■ Problem to work on
Reproduce the rows below without change, from the line that contains "Practice step: identify the small bush" through the end of the rows, both ends included.

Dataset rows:
[Begin]

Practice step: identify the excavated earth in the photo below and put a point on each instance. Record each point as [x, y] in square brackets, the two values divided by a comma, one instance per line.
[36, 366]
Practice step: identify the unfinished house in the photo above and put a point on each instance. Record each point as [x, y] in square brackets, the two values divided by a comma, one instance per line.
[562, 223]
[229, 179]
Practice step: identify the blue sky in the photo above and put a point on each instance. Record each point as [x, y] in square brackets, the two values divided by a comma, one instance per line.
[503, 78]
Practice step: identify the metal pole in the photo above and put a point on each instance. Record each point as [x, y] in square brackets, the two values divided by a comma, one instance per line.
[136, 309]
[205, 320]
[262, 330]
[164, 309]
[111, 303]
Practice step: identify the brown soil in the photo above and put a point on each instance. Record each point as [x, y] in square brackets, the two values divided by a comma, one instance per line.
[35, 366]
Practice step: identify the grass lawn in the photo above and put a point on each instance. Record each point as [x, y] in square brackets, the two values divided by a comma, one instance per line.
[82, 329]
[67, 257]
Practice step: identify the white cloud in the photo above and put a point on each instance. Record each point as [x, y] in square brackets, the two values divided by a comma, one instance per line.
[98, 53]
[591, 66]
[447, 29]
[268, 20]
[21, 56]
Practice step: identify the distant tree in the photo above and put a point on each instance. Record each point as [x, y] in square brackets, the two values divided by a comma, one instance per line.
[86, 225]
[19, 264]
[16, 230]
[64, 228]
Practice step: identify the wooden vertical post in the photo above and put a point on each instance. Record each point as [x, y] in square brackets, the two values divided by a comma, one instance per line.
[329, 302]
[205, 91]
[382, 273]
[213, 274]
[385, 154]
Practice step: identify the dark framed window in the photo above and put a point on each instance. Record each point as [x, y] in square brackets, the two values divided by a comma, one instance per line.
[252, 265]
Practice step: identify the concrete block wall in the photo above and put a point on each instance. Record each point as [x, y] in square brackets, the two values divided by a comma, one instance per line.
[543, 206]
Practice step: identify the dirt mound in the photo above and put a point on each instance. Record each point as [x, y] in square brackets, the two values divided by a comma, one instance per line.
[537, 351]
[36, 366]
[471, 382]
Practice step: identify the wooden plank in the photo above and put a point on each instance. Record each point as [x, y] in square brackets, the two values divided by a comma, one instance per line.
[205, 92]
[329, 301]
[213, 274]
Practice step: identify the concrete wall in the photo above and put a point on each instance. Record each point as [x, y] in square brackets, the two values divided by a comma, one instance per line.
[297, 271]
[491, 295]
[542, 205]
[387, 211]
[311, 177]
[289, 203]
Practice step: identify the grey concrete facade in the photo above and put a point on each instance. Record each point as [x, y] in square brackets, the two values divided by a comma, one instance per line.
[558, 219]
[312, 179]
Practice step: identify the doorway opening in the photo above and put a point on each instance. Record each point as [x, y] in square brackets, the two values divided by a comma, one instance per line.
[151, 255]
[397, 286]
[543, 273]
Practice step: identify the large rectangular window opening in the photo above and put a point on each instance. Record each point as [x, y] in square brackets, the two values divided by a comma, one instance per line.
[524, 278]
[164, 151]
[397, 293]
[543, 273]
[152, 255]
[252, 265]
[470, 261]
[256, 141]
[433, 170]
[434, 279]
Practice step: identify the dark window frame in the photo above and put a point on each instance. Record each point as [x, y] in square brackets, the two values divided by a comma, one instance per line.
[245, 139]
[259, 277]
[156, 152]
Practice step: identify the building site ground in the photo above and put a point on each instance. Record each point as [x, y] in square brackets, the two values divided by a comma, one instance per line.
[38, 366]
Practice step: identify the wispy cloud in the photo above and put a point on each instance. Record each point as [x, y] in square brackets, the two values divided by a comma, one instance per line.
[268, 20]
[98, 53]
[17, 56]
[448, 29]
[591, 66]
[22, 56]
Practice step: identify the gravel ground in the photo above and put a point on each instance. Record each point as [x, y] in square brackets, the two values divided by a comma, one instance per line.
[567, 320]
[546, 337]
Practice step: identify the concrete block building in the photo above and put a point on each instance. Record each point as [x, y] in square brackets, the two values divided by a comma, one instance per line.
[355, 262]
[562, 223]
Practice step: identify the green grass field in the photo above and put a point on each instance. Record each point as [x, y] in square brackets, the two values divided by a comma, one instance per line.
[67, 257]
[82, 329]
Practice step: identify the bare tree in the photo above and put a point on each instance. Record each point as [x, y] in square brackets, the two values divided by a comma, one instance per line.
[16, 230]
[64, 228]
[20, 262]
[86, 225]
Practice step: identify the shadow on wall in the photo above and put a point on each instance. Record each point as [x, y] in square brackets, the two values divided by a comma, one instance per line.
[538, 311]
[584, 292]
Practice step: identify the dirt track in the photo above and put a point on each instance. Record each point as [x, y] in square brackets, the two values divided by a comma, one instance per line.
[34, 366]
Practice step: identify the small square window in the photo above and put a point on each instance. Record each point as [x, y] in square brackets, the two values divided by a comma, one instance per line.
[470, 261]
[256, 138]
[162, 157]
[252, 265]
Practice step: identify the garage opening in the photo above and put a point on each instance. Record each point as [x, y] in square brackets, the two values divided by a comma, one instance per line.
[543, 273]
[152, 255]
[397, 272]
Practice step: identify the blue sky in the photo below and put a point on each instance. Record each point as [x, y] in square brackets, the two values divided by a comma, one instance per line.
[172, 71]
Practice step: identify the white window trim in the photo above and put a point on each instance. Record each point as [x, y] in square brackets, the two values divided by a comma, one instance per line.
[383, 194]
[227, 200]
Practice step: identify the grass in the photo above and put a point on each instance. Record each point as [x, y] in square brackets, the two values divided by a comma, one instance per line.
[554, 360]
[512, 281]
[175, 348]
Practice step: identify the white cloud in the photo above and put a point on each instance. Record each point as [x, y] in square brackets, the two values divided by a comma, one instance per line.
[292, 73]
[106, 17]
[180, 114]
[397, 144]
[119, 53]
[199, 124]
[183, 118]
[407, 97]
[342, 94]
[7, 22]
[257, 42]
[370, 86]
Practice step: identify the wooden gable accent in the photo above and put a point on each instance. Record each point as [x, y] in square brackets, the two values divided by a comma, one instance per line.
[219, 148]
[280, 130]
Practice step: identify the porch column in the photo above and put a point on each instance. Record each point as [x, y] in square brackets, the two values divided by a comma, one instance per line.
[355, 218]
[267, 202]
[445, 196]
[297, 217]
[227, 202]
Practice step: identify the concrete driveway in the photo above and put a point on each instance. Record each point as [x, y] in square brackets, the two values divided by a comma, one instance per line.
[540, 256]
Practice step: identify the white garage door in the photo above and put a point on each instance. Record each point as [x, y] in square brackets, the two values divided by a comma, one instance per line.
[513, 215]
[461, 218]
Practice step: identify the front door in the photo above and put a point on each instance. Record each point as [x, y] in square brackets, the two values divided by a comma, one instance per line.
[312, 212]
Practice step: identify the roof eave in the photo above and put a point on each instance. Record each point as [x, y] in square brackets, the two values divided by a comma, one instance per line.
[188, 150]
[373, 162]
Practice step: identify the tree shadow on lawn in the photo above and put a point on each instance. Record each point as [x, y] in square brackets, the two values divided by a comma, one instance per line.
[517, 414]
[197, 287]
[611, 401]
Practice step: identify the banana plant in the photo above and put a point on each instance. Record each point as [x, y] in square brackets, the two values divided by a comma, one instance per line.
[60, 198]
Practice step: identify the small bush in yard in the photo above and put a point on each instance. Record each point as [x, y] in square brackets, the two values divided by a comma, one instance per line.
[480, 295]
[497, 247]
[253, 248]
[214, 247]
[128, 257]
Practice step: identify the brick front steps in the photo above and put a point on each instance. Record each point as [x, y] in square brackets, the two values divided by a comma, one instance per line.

[End]

■ Reply
Practice step: identify the small bush in yard in the photo above and put a point on each instance. Record each point as [x, y] in square brackets, the two values divided by a comma, one instance per line.
[480, 295]
[497, 247]
[253, 248]
[214, 247]
[128, 257]
Practice step: identify the brick front steps in the photo above and put a point on each instance. Record each point as [x, y] in square brackets, the two values divided by a comma, one instance per line.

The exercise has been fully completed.